> _STATED EXERCISE_: Output the lines below as a numbered list, omitting any blank lines.

— Start INFORMATION SUPPLIED —

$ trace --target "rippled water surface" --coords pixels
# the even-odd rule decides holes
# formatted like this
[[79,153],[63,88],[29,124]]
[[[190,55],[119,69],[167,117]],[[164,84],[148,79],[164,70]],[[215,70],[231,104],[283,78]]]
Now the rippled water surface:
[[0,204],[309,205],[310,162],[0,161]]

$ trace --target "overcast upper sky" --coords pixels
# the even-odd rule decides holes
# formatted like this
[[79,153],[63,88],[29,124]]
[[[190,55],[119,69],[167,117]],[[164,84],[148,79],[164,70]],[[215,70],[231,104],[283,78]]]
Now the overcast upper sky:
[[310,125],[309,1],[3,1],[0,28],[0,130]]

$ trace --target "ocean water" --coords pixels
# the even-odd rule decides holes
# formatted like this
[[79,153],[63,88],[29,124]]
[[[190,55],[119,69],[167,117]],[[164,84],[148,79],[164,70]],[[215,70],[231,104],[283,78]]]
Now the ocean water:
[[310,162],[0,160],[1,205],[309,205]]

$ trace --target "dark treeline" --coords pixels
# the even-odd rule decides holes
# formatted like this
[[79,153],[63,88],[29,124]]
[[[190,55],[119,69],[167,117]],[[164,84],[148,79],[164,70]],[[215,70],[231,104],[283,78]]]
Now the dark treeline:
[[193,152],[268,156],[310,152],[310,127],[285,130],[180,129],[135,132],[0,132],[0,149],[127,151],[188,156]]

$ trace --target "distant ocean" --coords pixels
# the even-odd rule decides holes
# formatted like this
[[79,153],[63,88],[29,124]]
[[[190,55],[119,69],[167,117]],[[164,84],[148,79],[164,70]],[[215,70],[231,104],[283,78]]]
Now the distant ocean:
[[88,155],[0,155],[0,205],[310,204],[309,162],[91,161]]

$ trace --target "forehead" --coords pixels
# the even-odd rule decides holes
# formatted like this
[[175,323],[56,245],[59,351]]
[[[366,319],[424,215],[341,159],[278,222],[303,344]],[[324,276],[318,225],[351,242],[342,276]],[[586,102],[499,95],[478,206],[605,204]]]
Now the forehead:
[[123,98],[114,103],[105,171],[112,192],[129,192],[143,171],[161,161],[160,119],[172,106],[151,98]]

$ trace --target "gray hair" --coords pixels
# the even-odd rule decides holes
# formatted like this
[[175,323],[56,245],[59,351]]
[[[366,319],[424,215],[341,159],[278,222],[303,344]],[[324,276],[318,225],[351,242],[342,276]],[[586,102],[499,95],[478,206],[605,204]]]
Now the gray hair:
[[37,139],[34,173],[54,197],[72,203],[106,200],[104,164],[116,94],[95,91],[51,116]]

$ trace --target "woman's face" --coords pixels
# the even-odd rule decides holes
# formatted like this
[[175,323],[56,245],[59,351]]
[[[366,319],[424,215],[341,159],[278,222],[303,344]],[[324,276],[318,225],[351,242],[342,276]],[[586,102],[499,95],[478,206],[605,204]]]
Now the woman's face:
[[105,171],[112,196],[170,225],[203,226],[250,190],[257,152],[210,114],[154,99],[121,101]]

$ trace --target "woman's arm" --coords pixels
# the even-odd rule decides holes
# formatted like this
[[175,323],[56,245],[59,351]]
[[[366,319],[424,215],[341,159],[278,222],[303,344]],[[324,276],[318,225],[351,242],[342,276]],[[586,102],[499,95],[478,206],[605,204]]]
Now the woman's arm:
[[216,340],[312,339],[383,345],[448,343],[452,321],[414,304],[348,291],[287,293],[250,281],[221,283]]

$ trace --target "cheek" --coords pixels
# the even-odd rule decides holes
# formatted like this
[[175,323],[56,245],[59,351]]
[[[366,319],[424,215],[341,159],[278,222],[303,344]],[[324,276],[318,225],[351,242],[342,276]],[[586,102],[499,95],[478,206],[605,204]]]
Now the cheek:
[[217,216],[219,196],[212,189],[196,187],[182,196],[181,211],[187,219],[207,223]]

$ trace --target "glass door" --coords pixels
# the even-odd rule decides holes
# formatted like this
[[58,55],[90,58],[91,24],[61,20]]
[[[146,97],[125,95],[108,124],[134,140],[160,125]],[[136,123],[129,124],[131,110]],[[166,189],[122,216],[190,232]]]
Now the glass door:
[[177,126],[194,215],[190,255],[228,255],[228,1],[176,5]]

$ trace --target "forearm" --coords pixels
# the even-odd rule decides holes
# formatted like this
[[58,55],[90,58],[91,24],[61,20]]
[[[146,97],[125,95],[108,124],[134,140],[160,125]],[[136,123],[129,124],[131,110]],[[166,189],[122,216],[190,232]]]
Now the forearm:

— End INFORMATION SUPPLIED —

> _SOLUTION_:
1. $ trace --target "rippled water surface" --coords pixels
2. # the even-odd rule decides holes
3. # formatted like this
4. [[79,153],[63,88],[29,124]]
5. [[[190,55],[119,69],[167,117]],[[164,84],[148,79],[164,70]],[[215,70],[231,104],[283,78]]]
6. Now the rippled water surface:
7. [[0,204],[309,205],[310,162],[0,161]]
8. $ trace --target "overcast upper sky" --coords pixels
9. # the even-odd rule decides holes
10. # formatted like this
11. [[79,153],[63,88],[29,124]]
12. [[[190,55],[119,69],[167,117]],[[164,84],[148,79],[164,70]],[[215,70],[231,104],[283,78]]]
13. Now the overcast upper sky:
14. [[310,125],[309,1],[3,1],[0,28],[0,130]]
15. $ trace --target "ocean water" --coords pixels
16. # the even-odd rule decides holes
17. # formatted like this
18. [[79,153],[63,88],[29,124]]
19. [[[190,55],[119,69],[167,117]],[[164,84],[148,79],[164,70]],[[215,70],[231,104],[283,78]]]
20. Now the ocean water:
21. [[310,162],[0,160],[1,205],[309,205]]
22. $ trace --target "dark treeline" --coords pixels
23. # the even-odd rule decides holes
24. # formatted like this
25. [[79,153],[63,88],[29,124]]
26. [[[190,55],[119,69],[167,117]],[[164,84],[148,79],[164,70]],[[215,70],[231,104],[283,78]]]
27. Now the dark treeline:
28. [[193,152],[268,156],[310,152],[310,127],[285,130],[180,129],[135,132],[0,132],[0,149],[127,151],[188,156]]
29. $ trace --target "distant ocean" --coords pixels
30. # the even-odd rule decides holes
31. # formatted like this
32. [[79,153],[63,88],[29,124]]
33. [[[190,55],[119,69],[167,117]],[[164,84],[148,79],[164,70]],[[215,70],[231,104],[283,78]]]
34. Now the distant ocean:
35. [[88,155],[0,155],[0,205],[310,204],[309,162],[91,161]]
36. $ trace --target "forehead" --coords pixels
37. # the even-odd rule decides holes
38. # formatted like this
39. [[175,323],[56,245],[59,351]]
40. [[[366,319],[424,215],[341,159],[278,222],[303,344]],[[324,276],[318,225],[351,242],[342,276]],[[586,102],[499,95],[478,206],[605,204]]]
41. Now the forehead:
42. [[123,98],[114,103],[105,171],[112,192],[129,192],[143,171],[161,161],[160,119],[172,106],[151,98]]
43. $ trace --target "gray hair" --coords pixels
44. # the even-odd rule decides holes
45. # formatted like this
46. [[175,323],[56,245],[59,351]]
47. [[[366,319],[424,215],[341,159],[278,222],[303,344]],[[324,276],[318,225],[351,242],[342,276]],[[586,102],[499,95],[478,206],[605,204]]]
48. Now the gray hair:
49. [[37,139],[34,173],[54,197],[72,203],[106,200],[104,164],[116,94],[95,91],[51,116]]
50. $ trace --target "woman's face" --coords pixels
51. # the even-odd rule decides holes
52. # formatted like this
53. [[175,323],[56,245],[59,351]]
54. [[[366,319],[424,215],[341,159],[278,222],[303,344]],[[324,276],[318,225],[351,242],[342,276]],[[586,102],[499,95],[478,206],[605,204]]]
55. Now the woman's face:
56. [[105,171],[112,196],[170,225],[203,226],[250,190],[257,152],[210,114],[154,99],[121,101]]
57. $ trace --target "woman's arm" --coords pixels
58. # the even-odd rule decides holes
59. # formatted like this
60. [[175,323],[56,245],[59,351]]
61. [[[366,319],[424,215],[341,159],[278,222],[303,344]],[[324,276],[318,225],[351,242],[342,276]],[[586,102],[499,95],[478,206],[605,204]]]
62. Now the woman's arm:
63. [[216,340],[312,339],[383,345],[448,343],[452,321],[414,304],[348,291],[287,293],[250,281],[221,283]]
64. $ trace --target "cheek" --coords pixels
65. # the even-odd rule decides holes
66. # formatted like this
67. [[175,323],[56,245],[59,351]]
68. [[[366,319],[424,215],[341,159],[278,222],[303,344]],[[324,276],[318,225],[351,242],[342,276]],[[586,102],[499,95],[478,206],[605,204]]]
69. Now the cheek:
70. [[217,216],[219,196],[212,189],[196,187],[182,196],[181,211],[187,219],[207,223]]
71. $ trace --target "glass door" --coords pixels
72. # the even-odd rule decides holes
73. # formatted like this
74. [[58,55],[90,58],[91,24],[61,20]]
75. [[[146,97],[125,95],[108,124],[134,140],[160,125]],[[136,123],[129,124],[131,110]],[[166,189],[122,216],[190,232]]]
76. Now the glass door:
77. [[177,126],[194,215],[190,255],[228,255],[228,1],[176,5]]
78. $ trace --target "forearm" --coords pixels
79. # the even-odd rule decides holes
80. # formatted like this
81. [[58,55],[90,58],[91,24],[61,20]]
82. [[[146,97],[125,95],[108,124],[134,140],[160,125]],[[136,123],[129,124],[131,110]],[[166,189],[122,216],[190,232]]]
83. Now the forearm:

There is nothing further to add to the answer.